Im familiengerichtlichen Kindesschutzverfahren des sog. "Staufener Missbrauchsfalls" sind sowohl die Kindesanhörung als auch die Bestellung eines Verfahrensbeistands ausgeblieben. Dies haben die beiden beteiligten Gerichte in ihrem Abschlussbericht zur "Untersuchung der Kommunikation zwischen den beteiligten Behörden und Gerichten bei Gefährdung des Kindeswohls sowie der Überwachung der Einhaltung von gerichtlichen Ge- und Verboten aus Anlass des "Staufener Missbrauchsfalls" selbstkritisch aufgegriffen."
Aus europäischer Perspektive sticht die direkte Anhörung des Kindes durch Familienrichter*innen in Deutschland heraus. Gesetzlich besteht eine uneingeschränkte Pflicht zur Anhörung zwar erst ab dem Alter von 14 Jahren (§ 159 Abs. 1 FamFG), die Grenze hat in der Praxis allerdings faktisch keine Bedeutung. Das Bundesverfassungsgericht sieht eine Anhörung ab dem Alter von drei Jahren als regelmäßig verpflichtend an. Das nächstniedrige Mindestalter für die verbindliche Anhörung liegt in der EU bei sieben Jahren (so auch in Norwegen), vier Länder setzen bei zehn Jahren an, sieben bei zwölf, vier bei 14 und eines bei 15 Jahren. In vier Ländern wird die Anhörung von den Fähigkeiten des Kindes abhängig gemacht, fünf Länder nennen kein spezifisches Alter.

• DATEN:

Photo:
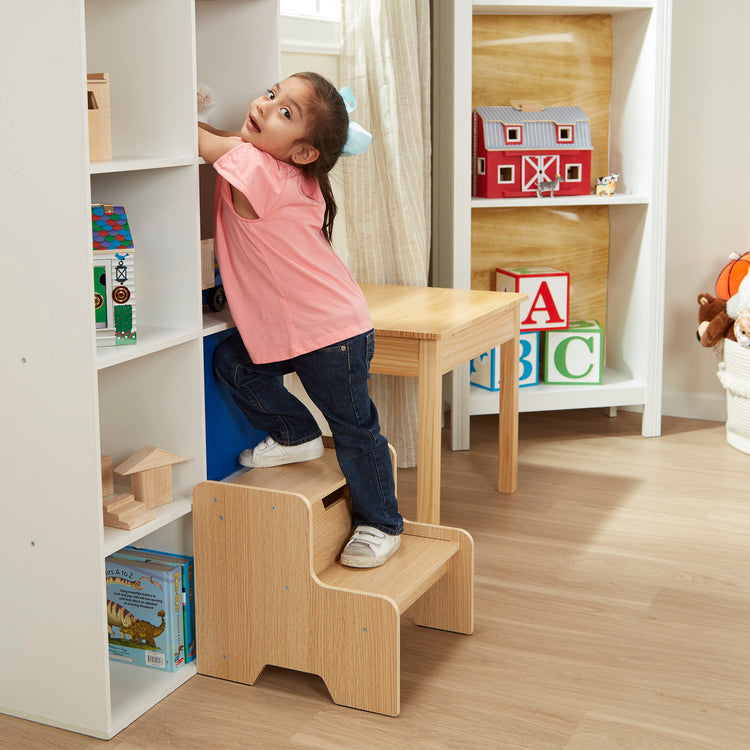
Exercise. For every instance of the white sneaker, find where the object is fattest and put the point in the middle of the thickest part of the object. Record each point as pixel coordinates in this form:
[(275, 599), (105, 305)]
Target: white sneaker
[(369, 547), (269, 453)]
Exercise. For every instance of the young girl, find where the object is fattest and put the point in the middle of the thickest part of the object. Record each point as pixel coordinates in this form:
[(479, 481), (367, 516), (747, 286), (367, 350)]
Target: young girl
[(296, 306)]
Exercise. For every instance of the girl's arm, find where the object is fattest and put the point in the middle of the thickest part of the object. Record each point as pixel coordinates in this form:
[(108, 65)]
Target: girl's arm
[(213, 144)]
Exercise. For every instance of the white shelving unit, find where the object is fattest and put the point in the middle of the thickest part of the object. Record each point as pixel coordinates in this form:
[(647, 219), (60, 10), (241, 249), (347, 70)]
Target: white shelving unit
[(637, 213), (65, 400)]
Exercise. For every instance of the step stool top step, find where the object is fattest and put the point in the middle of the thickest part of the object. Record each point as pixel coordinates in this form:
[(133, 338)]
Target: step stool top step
[(313, 479), (416, 566)]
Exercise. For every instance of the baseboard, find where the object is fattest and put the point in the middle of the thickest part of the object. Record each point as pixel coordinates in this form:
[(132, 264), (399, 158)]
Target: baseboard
[(711, 406)]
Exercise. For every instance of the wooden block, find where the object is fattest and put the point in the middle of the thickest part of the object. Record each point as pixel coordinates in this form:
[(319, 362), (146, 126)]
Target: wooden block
[(150, 471), (548, 288), (123, 511), (208, 273), (108, 479), (485, 369), (100, 127), (152, 487), (574, 355)]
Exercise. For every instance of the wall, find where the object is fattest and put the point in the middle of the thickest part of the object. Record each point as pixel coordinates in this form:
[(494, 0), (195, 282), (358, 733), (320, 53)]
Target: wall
[(709, 207)]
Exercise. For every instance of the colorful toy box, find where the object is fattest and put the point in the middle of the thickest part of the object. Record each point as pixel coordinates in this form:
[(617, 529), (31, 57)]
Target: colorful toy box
[(574, 355), (548, 289), (114, 276)]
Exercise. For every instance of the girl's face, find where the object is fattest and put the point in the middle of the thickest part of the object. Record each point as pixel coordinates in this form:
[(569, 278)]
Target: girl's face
[(277, 122)]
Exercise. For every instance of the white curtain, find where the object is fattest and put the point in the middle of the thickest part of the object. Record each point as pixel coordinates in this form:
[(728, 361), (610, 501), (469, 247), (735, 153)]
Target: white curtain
[(385, 59)]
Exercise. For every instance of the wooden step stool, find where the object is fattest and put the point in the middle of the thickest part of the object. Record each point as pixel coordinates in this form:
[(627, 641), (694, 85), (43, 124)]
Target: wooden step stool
[(269, 588)]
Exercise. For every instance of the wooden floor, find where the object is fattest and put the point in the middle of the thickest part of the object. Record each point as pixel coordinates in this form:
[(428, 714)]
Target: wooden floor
[(612, 612)]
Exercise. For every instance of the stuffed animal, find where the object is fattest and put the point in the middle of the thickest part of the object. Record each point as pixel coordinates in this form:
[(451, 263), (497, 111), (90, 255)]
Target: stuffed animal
[(738, 308), (206, 101), (714, 324)]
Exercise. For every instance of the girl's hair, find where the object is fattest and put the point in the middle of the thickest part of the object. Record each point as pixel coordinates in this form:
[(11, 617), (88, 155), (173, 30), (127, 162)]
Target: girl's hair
[(328, 130)]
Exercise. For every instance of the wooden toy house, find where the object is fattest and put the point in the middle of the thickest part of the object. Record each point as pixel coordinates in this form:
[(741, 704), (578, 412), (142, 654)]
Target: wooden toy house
[(516, 149), (150, 472)]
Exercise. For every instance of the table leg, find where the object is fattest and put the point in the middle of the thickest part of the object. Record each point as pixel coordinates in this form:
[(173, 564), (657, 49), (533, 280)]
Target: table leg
[(428, 441), (507, 476)]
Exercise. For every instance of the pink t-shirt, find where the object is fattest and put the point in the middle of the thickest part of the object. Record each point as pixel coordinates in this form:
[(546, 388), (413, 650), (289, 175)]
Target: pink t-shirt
[(288, 291)]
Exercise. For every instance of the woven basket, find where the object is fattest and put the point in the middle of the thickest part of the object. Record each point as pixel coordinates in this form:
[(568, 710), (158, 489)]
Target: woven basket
[(734, 374)]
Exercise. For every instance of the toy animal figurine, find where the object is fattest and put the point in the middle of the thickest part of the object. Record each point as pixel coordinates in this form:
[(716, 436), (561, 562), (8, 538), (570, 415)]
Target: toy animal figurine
[(551, 185), (606, 185)]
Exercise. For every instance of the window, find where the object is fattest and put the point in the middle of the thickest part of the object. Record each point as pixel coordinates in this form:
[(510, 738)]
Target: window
[(505, 174), (315, 8), (513, 134), (573, 172), (311, 26)]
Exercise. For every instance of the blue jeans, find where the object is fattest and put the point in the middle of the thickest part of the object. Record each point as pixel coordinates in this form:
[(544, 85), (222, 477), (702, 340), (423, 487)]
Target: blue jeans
[(335, 379)]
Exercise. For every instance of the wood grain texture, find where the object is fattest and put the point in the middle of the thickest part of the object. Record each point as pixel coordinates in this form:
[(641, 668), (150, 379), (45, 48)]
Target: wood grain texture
[(557, 60), (270, 589), (573, 240), (611, 612)]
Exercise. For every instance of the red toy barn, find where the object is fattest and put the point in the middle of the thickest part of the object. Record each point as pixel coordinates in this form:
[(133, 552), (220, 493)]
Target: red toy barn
[(516, 150)]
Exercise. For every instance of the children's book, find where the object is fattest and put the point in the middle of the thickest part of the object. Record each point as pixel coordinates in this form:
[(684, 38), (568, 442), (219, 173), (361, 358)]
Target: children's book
[(145, 616), (188, 587)]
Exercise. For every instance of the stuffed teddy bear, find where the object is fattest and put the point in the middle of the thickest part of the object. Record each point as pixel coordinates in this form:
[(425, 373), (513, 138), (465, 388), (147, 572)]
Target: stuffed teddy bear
[(714, 323), (738, 308)]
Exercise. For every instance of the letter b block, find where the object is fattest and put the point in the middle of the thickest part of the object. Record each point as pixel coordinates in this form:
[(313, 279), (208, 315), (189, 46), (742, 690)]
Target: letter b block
[(548, 289), (575, 355), (485, 369)]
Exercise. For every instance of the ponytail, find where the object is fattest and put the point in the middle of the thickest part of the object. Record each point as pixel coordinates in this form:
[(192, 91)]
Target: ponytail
[(327, 133)]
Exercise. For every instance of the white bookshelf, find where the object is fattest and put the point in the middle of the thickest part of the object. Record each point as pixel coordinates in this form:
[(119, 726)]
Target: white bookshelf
[(67, 401), (637, 212)]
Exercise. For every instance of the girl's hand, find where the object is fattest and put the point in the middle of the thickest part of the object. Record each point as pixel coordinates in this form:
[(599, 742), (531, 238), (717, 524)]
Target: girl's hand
[(213, 144)]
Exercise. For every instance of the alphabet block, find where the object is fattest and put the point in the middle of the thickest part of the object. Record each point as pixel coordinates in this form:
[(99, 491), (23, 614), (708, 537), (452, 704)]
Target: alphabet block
[(575, 355), (485, 369), (548, 289)]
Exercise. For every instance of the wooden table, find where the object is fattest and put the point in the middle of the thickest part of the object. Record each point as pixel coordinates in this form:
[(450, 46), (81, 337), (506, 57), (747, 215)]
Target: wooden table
[(424, 332)]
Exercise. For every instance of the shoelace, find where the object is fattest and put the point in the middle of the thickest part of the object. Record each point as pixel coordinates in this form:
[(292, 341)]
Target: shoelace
[(375, 537)]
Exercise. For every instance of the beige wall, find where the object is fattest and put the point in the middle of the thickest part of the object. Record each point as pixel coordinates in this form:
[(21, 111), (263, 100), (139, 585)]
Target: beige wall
[(709, 176)]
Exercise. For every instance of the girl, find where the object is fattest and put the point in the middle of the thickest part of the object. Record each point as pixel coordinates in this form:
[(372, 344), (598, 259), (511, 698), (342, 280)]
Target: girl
[(296, 306)]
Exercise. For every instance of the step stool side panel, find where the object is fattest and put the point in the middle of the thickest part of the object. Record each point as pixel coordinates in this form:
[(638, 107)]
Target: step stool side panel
[(256, 578), (449, 603), (357, 649)]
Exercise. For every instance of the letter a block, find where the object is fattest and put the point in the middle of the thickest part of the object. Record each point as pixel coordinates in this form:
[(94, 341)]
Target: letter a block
[(548, 289), (574, 355)]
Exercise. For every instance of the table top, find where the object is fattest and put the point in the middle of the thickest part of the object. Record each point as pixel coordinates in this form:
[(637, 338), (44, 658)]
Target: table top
[(431, 312)]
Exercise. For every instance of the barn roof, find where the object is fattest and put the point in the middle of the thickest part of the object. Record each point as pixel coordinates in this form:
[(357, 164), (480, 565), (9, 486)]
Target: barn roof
[(539, 128)]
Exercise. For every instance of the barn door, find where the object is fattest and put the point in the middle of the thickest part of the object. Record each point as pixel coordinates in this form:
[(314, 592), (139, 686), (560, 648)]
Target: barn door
[(538, 169)]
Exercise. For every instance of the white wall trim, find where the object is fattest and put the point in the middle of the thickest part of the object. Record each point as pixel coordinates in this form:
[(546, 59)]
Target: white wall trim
[(308, 35), (695, 405)]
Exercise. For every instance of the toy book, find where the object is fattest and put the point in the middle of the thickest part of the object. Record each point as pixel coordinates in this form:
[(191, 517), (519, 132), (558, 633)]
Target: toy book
[(188, 587), (145, 616)]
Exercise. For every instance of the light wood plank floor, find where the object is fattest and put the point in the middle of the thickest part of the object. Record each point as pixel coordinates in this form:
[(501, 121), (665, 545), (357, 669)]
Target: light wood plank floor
[(611, 612)]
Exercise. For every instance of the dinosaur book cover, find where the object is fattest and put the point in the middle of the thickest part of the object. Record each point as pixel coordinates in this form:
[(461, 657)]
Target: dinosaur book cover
[(188, 587), (145, 614)]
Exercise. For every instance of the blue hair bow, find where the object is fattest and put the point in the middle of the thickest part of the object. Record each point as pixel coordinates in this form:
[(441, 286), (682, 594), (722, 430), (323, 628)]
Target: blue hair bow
[(358, 139)]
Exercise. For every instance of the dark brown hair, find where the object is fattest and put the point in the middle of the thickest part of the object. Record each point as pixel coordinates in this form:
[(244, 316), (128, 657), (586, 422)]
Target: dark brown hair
[(328, 130)]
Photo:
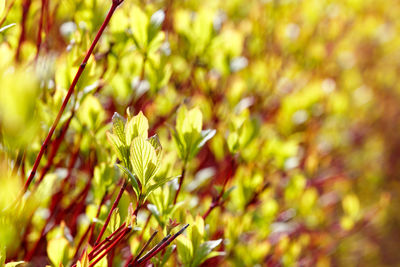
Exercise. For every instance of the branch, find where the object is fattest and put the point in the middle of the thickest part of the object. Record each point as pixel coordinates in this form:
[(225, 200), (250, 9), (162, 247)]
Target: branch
[(46, 142)]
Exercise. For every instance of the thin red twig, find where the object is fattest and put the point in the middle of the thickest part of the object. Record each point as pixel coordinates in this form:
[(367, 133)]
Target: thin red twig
[(82, 66)]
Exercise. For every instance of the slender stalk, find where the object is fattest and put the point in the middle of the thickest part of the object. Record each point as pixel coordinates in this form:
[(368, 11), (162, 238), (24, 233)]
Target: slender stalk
[(180, 183), (25, 10), (115, 204), (114, 243), (6, 12), (145, 246), (95, 251), (78, 74), (153, 252), (39, 37)]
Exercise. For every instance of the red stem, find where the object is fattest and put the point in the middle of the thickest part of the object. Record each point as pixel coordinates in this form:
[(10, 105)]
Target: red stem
[(116, 201), (46, 142), (151, 255), (25, 9), (6, 12), (39, 38), (115, 242), (98, 248)]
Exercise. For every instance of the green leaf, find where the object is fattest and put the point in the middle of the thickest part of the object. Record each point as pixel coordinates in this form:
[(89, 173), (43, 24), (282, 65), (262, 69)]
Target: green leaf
[(115, 221), (156, 21), (204, 250), (156, 213), (7, 27), (143, 159), (2, 6), (14, 264), (116, 144), (132, 179), (228, 192), (58, 250), (136, 126), (155, 142), (139, 25), (167, 254), (118, 127), (185, 249), (205, 136), (84, 262), (158, 184)]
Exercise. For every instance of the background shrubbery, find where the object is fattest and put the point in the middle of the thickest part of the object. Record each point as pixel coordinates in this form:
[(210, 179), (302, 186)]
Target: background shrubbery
[(270, 128)]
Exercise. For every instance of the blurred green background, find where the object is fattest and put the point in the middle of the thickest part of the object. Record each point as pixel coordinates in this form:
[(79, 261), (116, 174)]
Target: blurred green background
[(304, 96)]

• KURZAUFGABE: Führen Sie den Text über die Kindesanhörung im familiengerichtlichen Verfahren im Anschluss an seinen letzten Satz weiter.

• ERGEBNIS DER ÜBUNG:
Zwar nicht im Gesetz, aber mit seiner Praxis markieren die familiengerichtlichen Kinderschutzverfahren in Deutschland einen deutlichen Pol auf einer Skala bei der Zuverlässigkeit einer direkten richterlichen Kindesanhörung. Familienrichter*innen haben in einer Studie von 2010 angegeben, dass sie durchschnittlich im Alter von 4,1 Jahren mit der Kindesanhörung beginnen. Als jüngstes Alter nennen 34,9 % drei Jahre, spätestens ab Schuleintritt geben 95,3 % an, Kinder stets anzuhören. Dass sich diese Selbstangaben nicht durchgängig an der tatsächlichen Praxis, sondern auch an dem rechtlich Erwarteten orientiert haben, zeigt eine jüngere Studie aus 2017: In 318 untersuchten Kinderschutzverfahren nach § 1666 BGB wurden lediglich 39,6 % der Kinder von den Richter*innen angehört, wobei ab dem Alter von 14 bis 18 Jahren mit 78,8 % der höchste Wert verzeichnet werden konnte. Aber selbst diese Werte dürften im internationalen Vergleich noch am oberen Ende liegen.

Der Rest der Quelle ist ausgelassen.